───── Vorliegender Textauszug ─────
Corona-Pandemie Brauchen wir eine Impfpflicht?
Eric Matt
Diese Frage wird seit einiger Zeit heiß diskutiert. Die Meinungen gehen weit auseinander – auch im Bundestag. Das hat eine Orientierung im Plenum gezeigt.
Geimpft oder nicht geimpft – diese Frage kann inzwischen heftigen Streit in Freundeskreise und Familien auslösen. Seit zwei Jahren bestimmt die Coronapandemie nun unser Leben. Tausende Menschen sind schwer erkrankt und gestorben. Sich impfen zu lassen, ist eine Möglichkeit, sich gegen das Virus zu schützen. Aber nicht alle wollen sich impfen lassen. Die Gründe dafür sind vielfältig.
Bis jetzt haben sich 74 Prozent der erwachsenen Bevölkerung vollständig impfen lassen. Fast 53 Prozent sind geboostert, haben also eine dritte Impfung zur Auffrischung bekommen. Das reicht aber nicht, um eine sogenannte Herdenimmunität zu erreichen, sagen viele Wissenschaftler. Herdenimmunität würde bedeuten, dass genug Menschen durch eine Impfung oder eine frühere Erkrankung immun gegen das Virus geworden sind, so dass jede Infektionskette schnell wieder abbricht.
Kein Vorschlag aus der Regierung
Aber soll man Menschen deshalb gesetzlich dazu verpflichten, sich impfen zu lassen? Diese Frage wird seit Wochen kontrovers diskutiert. Obwohl sowohl Bundeskanzler Olaf Scholz (SPD) als auch Gesundheitsminister Karl Lauterbach (SPD) sich öffentlich für eine Impfpflicht ausgesprochen haben, hat die Bundesregierung im Dezember angekündigt, keinen eigenen Gesetzentwurf vorzulegen. Stattdessen sollen die Abgeordneten des Bundestages Vorschläge erarbeiten und anschließend darüber abstimmen. Das Thema wurde zur Gewissensfrage erklärt, das bedeutet, dass die Abgeordneten ohne Fraktionsdisziplin abstimmen, frei nach ihrem eigenen Gewissen.
───── Datenzeilen ─────
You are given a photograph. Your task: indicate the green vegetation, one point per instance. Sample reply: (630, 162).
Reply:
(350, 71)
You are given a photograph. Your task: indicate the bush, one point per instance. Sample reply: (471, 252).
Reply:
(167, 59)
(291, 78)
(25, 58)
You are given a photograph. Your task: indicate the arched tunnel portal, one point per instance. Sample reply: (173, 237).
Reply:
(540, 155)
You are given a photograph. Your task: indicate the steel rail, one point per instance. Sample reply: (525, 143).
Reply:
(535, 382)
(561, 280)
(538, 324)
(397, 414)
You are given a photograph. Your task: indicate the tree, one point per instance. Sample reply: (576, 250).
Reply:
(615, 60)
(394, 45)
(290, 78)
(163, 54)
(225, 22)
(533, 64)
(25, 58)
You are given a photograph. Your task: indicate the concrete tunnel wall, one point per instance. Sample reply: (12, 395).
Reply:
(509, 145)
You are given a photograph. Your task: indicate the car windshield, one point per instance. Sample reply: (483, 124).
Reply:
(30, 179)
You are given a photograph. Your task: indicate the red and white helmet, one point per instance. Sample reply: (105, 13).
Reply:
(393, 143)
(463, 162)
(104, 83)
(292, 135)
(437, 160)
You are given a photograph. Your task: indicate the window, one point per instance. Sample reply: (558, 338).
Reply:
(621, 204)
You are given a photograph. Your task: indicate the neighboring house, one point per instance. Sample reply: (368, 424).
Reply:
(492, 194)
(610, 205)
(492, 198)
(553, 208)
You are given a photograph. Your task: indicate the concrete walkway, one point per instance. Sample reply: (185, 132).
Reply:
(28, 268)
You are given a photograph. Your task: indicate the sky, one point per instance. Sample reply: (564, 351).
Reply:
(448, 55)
─────
### [Auftrag A]
Fasse den Text über die Debatte zur Corona-Impfpflicht in genau zwei Sätzen zusammen.
### [Auftrag B]
Führe den Text über die Debatte zur Corona-Impfpflicht im Anschluss an seinen letzten Satz weiter.

### [Antwort A]
In Deutschland wird seit Wochen kontrovers darüber diskutiert, ob Menschen gesetzlich zur Corona-Impfung verpflichtet werden sollen, weil die bisherige Quote von 74 Prozent vollständig geimpften Erwachsenen laut vielen Wissenschaftlern für eine Herdenimmunität nicht reicht. Obwohl Bundeskanzler Olaf Scholz und Gesundheitsminister Karl Lauterbach sich für eine Impfpflicht ausgesprochen haben, legt die Bundesregierung keinen eigenen Gesetzentwurf vor; stattdessen sollen die Abgeordneten des Bundestages Vorschläge erarbeiten und ohne Fraktionsdisziplin nach ihrem Gewissen abstimmen.

### [Antwort B]
Die erste Orientierungsdebatte fand nun letzte Woche statt. Fast vier Stunden lang legten Abgeordnete aller Fraktionen ihre persönlichen Haltungen dar. Die Meinungen deckten die ganze Bandbreite von einem klaren „Ja“ zur Impfpflicht über „Ich weiß es noch nicht“ bis hin zum vehementen „Nein“ ab.
Bundestagspräsidentin Bas forderte eine „faire Debatte"
Bevor Bundestagspräsidentin Bärbel Bas die Debatte eröffnete, sprach sie als Chefin des Hohen Hauses ein paar einleitende Worte: „Eine Impfpflicht wirft fachlich schwierige und rechtlich wie ethisch kontroverse Fragen auf. Sie zwingt uns zu komplexen Abwägungen. Heute tauschen wir uns darüber aus, was für eine allgemein verpflichtende Impfung spricht – und was dagegen.“ Sie wünsche sich „eine faire, respektvolle und konstruktive Debatte“.
Dagmar Schmidt (SPD): „Kein kleiner Schritt“
Die SPD-Abgeordnete Dagmar Schmidt gehört zu denjenigen in der Ampelkoalition, die sich schon öffentlich für eine allgemeine Impfpflicht vom 18. Lebensjahr an ausgesprochen hatten.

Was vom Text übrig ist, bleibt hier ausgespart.